PROBLEM TO WORK ON –
In the listing below, please print the line that contains "target | wall mounted sconce lamp" and every line that follows it, exactly.

— START TASK DATA —

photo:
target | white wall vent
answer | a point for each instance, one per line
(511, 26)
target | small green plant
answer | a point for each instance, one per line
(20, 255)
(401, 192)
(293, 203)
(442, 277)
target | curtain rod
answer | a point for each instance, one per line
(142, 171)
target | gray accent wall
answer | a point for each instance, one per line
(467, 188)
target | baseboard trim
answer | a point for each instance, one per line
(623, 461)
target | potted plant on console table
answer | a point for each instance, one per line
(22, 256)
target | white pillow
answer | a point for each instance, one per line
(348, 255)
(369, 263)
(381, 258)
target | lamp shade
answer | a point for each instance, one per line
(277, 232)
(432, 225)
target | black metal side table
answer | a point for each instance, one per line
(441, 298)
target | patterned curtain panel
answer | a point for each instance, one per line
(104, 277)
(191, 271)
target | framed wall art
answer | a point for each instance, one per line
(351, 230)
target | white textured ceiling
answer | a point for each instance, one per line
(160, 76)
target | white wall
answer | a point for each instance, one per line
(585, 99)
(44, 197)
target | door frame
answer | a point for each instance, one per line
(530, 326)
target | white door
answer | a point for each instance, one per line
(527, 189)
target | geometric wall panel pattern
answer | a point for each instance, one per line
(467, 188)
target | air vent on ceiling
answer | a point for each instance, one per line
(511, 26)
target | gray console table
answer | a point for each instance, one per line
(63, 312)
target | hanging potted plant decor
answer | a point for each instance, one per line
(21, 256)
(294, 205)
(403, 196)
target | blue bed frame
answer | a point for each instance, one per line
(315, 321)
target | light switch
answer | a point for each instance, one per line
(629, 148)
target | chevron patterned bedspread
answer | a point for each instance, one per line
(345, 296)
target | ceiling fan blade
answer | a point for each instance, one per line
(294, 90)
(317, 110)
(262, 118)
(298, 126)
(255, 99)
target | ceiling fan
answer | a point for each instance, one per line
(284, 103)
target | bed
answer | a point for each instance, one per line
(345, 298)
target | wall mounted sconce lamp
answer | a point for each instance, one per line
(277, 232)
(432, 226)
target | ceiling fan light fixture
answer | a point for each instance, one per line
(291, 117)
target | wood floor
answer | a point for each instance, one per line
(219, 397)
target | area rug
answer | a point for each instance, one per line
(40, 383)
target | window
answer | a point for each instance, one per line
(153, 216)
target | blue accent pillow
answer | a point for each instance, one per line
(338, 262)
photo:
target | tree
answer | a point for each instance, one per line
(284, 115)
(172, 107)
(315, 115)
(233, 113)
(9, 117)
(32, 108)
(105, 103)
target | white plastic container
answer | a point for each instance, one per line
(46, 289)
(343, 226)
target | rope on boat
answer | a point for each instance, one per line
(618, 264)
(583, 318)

— END TASK DATA —

SOLUTION TO THIS EXERCISE –
target | wall mounted sconce lamp
answer | a point for each instance, one per line
(277, 232)
(432, 226)
target | ceiling fan light fixture
answer | a point for each instance, one per line
(291, 117)
target | wood floor
answer | a point for each instance, one per line
(219, 397)
target | area rug
answer | a point for each instance, one per line
(40, 383)
target | window
answer | a point for each instance, one per line
(153, 216)
target | blue accent pillow
answer | a point for each instance, one per line
(338, 262)
photo:
target | tree
answer | a point for each instance, one per line
(284, 115)
(172, 107)
(315, 115)
(233, 113)
(9, 117)
(32, 108)
(105, 103)
target | white plastic container
answer | a point for each instance, one per line
(46, 289)
(343, 226)
target | rope on boat
answer | a point for each instance, one per line
(618, 264)
(583, 318)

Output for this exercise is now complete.